_Instrucciones de trabajo_
• 1. Transcribe del texto sobre la felicidad todo el fragmento que va desde "No es lo mismo" hasta "un país entero.".
• 2. Indica si cada afirmación concuerda con el texto sobre la felicidad, respondiendo sí o no junto con la cita exacta que lo decide. (a) El texto atribuye a Groucho Marx una frase sobre la felicidad. (b) Según el texto, la búsqueda de la vida perfecta conduce a la felicidad. (c) El texto compara la vida con un periódico.

_Texto seleccionado_
# # # # #
A Groucho Marx se le identifica como autor de una de las frases más elitistas para definir la felicidad. «Hijo mío, la felicidad está hecha de pequeñas cosas: un pequeño yate, una pequeña mansión y una pequeña fortuna». Pequeños detalles, en definitiva, que explicarían con una singularidad inequívoca la razón por la que muchas personas en esta ciudad estarían ahora mismo perdiendo su tiempo buscando algo que no les va a llegar nunca. Pero, afortunadamente, lo verdaderamente apasionante en la búsqueda eterna de la felicidad, un anhelo humano tan antiguo como los yacimientos de Atapuerca, está en la diversidad de la misma. Y ésta depende más de la realidad que rodea a cada uno que de la posibilidad de llorar desde un Ferrari.

No es lo mismo la infelicidad de alguien que se levanta todas las mañanas en un piso compartido en La Goleta, por mucho que esté obligado a sortear el lío que montaron cuatro amiguetes en el salón, antes de pasar al desguace integro de la cocina, que la infelicidad de un refugiado sirio que huye con su hijo a cuestas porque lo que ha quedado para el desguace es un país entero.

Un fenómeno sociológico que ha hecho históricamente mucho daño al país emana de esa clase de personas que han ligado su felicidad al dinero y a ir acompañados por una rubia sin cerebro pero con las tetas grandes. Hablar de nuevos ricos es hablar de gente que, en un momento dado, renuncia a sus orígenes para entrar a golpe y porrazo en un estrato social que no es el suyo. Incendiando billetes de 500 euros y bañándose en champan como una manera más de llamar la atención. Haber nacido en Capuchinos y apostar la felicidad a querer ir a comer al Limonar 40 en un Range Rover es una de las ambiciones más detestables que puede haber en Málaga. No se trata de permanecer inmóvil y de no tener aspiraciones como De la Torre, que quiere ser alcalde eterno, pero hay que huir de las apariencias porque si algo nos ha enseñado Iñaki Urdangarin, es que querer ser algo que no eres te acerca a la infelicidad.

En Atapuerca eran felices con sobrevivir y eso ya suponía un lío gordo porque había que salir a cazar todos los días. Para las demás aspiraciones sólo quedaba el más allá. La capacidad para ser feliz depende directamente de la capacidad de poder disfrutar de cosas tan simples como un paseo por la playa. Uno puede detectar un momento de felicidad y saborearlo como un beso con lengua, pero la oferta casi que se queda ahí. La búsqueda por la vida perfecta es, seguramente, el método que lleva a la tristeza. La vida en sí se comporta como un periódico. Aunque, a veces, no lo parezca es un invento maravilloso. En primera página siempre aparecen las guerras y las desgracias y uno piensa que el mundo es deleznable, pero luego no es para tanto. La felicidad absoluta es el totalitarismo del hombre pequeño porque, a veces, hay que estar triste y llorar para apreciar ese momento de felicidad.

Por ahí alante, mundo arriba, entre suerte y desgracia tiene que existir un espacio intermedio en el que se viva bien. Esa debe de ser nuestra zona de confort.
# # # # #
_Entradas del conjunto de datos_
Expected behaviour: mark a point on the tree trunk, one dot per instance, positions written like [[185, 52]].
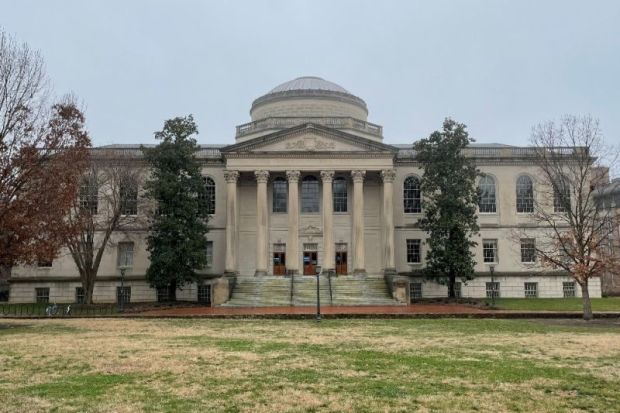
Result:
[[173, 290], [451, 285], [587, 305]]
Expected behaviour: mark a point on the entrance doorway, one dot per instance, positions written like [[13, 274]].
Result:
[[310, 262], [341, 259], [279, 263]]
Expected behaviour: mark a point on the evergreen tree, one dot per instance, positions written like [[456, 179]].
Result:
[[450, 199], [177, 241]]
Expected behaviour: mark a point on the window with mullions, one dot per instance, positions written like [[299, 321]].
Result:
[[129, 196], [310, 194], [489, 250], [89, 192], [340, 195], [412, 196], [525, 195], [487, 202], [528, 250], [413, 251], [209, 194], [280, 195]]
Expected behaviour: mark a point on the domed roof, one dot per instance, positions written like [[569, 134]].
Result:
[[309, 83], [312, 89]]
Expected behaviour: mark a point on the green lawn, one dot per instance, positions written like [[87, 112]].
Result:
# # # # #
_Respuestas escritas_
• 1.
No es lo mismo la infelicidad de alguien que se levanta todas las mañanas en un piso compartido en La Goleta, por mucho que esté obligado a sortear el lío que montaron cuatro amiguetes en el salón, antes de pasar al desguace integro de la cocina, que la infelicidad de un refugiado sirio que huye con su hijo a cuestas porque lo que ha quedado para el desguace es un país entero.

• 2.
(a) Sí: «A Groucho Marx se le identifica como autor de una de las frases más elitistas para definir la felicidad».
(b) No: «La búsqueda por la vida perfecta es, seguramente, el método que lleva a la tristeza».
(c) Sí: «La vida en sí se comporta como un periódico».